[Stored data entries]
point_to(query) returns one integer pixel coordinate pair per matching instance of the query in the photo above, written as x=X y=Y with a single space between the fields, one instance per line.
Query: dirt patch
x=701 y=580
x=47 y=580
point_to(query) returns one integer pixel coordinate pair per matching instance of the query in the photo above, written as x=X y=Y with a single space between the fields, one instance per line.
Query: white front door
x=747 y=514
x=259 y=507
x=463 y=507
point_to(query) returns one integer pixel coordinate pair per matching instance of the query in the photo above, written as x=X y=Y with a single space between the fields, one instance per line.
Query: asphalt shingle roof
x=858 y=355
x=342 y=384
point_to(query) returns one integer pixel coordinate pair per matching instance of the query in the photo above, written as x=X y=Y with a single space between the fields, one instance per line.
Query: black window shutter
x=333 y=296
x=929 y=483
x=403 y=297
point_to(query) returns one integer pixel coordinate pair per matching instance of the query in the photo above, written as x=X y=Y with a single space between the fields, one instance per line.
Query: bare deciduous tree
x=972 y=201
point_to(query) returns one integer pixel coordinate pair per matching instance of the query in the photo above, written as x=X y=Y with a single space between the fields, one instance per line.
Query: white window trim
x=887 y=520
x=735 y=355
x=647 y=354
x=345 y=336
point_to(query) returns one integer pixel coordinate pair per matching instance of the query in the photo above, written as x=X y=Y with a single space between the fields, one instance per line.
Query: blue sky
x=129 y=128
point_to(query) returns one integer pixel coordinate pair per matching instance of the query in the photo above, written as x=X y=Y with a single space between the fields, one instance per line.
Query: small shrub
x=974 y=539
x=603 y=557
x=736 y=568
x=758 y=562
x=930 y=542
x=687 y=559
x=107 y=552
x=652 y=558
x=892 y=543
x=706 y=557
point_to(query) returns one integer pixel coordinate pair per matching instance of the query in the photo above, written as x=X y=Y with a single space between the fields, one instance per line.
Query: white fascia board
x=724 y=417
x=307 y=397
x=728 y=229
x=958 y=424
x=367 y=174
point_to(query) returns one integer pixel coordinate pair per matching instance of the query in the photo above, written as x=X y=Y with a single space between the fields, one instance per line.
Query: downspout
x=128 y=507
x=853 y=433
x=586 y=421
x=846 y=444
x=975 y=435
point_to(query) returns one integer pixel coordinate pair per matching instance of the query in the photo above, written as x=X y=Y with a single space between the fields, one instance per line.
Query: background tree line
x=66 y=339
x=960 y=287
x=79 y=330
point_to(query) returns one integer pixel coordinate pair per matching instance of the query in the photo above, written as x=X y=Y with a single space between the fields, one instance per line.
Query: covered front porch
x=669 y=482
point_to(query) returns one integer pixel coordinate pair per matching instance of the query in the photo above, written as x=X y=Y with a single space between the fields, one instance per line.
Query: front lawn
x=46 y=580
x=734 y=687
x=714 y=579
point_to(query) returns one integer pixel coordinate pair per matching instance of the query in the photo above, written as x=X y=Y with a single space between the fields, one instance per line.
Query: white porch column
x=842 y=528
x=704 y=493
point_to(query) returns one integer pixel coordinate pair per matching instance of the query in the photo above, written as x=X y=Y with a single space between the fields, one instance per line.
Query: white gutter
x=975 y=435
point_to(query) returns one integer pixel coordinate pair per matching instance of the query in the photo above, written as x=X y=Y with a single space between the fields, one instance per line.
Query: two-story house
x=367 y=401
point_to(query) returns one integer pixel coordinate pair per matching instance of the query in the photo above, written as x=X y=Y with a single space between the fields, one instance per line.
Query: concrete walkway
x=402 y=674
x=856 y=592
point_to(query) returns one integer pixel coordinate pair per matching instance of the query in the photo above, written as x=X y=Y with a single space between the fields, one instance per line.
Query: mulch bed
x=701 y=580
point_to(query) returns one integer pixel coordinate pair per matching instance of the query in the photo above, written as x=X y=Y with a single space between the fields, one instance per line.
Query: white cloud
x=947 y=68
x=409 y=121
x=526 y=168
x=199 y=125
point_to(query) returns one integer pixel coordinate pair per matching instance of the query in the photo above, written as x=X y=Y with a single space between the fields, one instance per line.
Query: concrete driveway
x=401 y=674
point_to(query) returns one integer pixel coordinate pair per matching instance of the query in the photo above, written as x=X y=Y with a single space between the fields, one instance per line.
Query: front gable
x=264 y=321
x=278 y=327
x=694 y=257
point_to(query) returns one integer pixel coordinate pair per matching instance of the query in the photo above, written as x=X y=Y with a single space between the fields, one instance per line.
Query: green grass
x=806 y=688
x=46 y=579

TRY IT:
Write out all of the records once more, exactly.

EXERCISE ANSWER:
point_to(query) returns one integer pixel coordinate pair per matching instance of the query in the photo above, written as x=X y=Y with a single space between the fields, one instance per line.
Query: dirt patch
x=701 y=580
x=47 y=580
point_to(query) returns one integer pixel coordinate pair per matching instance of the query in the photo above, written as x=X y=Y with a single space between the fields, one instance per line.
Query: white front door
x=747 y=514
x=259 y=507
x=463 y=507
point_to(query) returns one integer pixel coordinate pair per matching instance of the query in the photo above, written as x=X y=Y with a single space between the fields, one instance per line.
Query: asphalt shingle roof
x=858 y=355
x=342 y=384
point_to(query) returns one integer pixel coordinate pair per matching instance of the query in the photo above, written as x=X y=Y with a single space between the fields, one instance per line.
Query: black window shutter
x=333 y=296
x=929 y=483
x=403 y=297
point_to(query) returns one integer pixel coordinate pair per matching instance of the query in the photo above, written as x=X y=Y with a single space between the fields, one instance per line.
Query: bare deciduous tree
x=972 y=201
point_to(query) returns one integer pixel coordinate pair per matching instance of the query in the photo above, written as x=X y=Y with a single space between the fields, one instance per line.
Query: white window trim
x=887 y=520
x=735 y=355
x=647 y=354
x=345 y=336
point_to(query) returns one integer pixel coordinate pair per matching instance of the query in the photo above, written as x=X y=Y with a single space between the fields, one instance per line.
Query: blue sky
x=129 y=128
point_to(query) returns one integer pixel coordinate pair per matching instance of the query in the photo above, written as x=X y=Y with a single space between the fields, one instance per line.
Query: small shrub
x=974 y=539
x=603 y=557
x=736 y=568
x=758 y=562
x=930 y=542
x=687 y=559
x=107 y=552
x=652 y=558
x=892 y=543
x=706 y=557
point_to(query) returns one integer pixel coordinate pair per matching instance of the query in the photo above, written as x=X y=Y with a single space between the fields, one instance per line.
Query: white fascia board
x=724 y=417
x=307 y=397
x=728 y=229
x=958 y=424
x=367 y=174
point_to(query) returns one integer pixel coordinate pair per matching instance of the query in the photo above, written as x=X y=Y with a single space between the fields, one instance per line.
Query: downspout
x=128 y=507
x=853 y=433
x=586 y=421
x=846 y=444
x=975 y=435
point_to(query) returns one integer pixel coordinate pair per matching instance of the query in the photo above, written as x=X y=Y with a single space between the fields, one instance per line.
Query: background tree line
x=66 y=339
x=960 y=287
x=79 y=330
point_to(query) returns one integer pixel coordinate pair per matching instance of the query in the photo above, written as x=X y=Y with a single space between the fields, one instance per line.
Query: covered front porch
x=669 y=482
point_to(query) returns one integer pixel coordinate pair per matching instance of the query in the photo above, written as x=X y=Y with a single space between the fields, one instance per line.
Query: front lawn
x=46 y=580
x=734 y=687
x=714 y=579
point_to(query) returns one integer pixel coordinate pair per matching instance of the query in the photo above, written as x=X y=Y with a single space between the fields, one instance per line.
Query: white porch column
x=842 y=528
x=704 y=493
point_to(query) returns one integer pixel coordinate pair per matching instance of the query in the photo above, written as x=X y=Y with a single space between the fields, one instance per line.
Query: white gutter
x=975 y=435
point_to(query) returns one integer pixel coordinate pair per matching instance of the query in the photo above, written as x=X y=Y with a single space between the fields, one instance per line.
Query: two-story house
x=367 y=401
point_to(query) returns one integer pixel coordinate pair per matching instance of the query in the photo above, written as x=X y=Y with a single space between the fields, one instance per line.
Query: concrete walkway
x=402 y=674
x=856 y=592
point_to(query) returns one integer pixel coordinate pair per matching instance of the query in the photo above, written as x=X y=Y with a single space between the fields, one instance per line.
Query: mulch bed
x=701 y=580
point_to(query) returns one integer pixel coordinate pair per matching instance of the query in the photo above, written as x=X y=Y with a single space between the fields, one instance per line.
Query: white cloud
x=947 y=68
x=409 y=121
x=526 y=168
x=199 y=125
point_to(query) returns one integer pixel coordinate pair per matching instance of the query in the photo above, written as x=X y=Y with a single space between the fields, one instance per line.
Query: concrete driveway
x=401 y=674
point_to(query) returns one integer pixel coordinate pair per matching instance of the query in the photo above, written as x=X y=Y with a single space between the fields, one instance per line.
Query: front gable
x=264 y=321
x=278 y=327
x=694 y=257
point_to(query) returns one integer pixel coordinate pair per matching instance of the query in the photo above, written as x=X y=Y with a single space between the fields, one instance per line.
Query: green grass
x=806 y=688
x=46 y=579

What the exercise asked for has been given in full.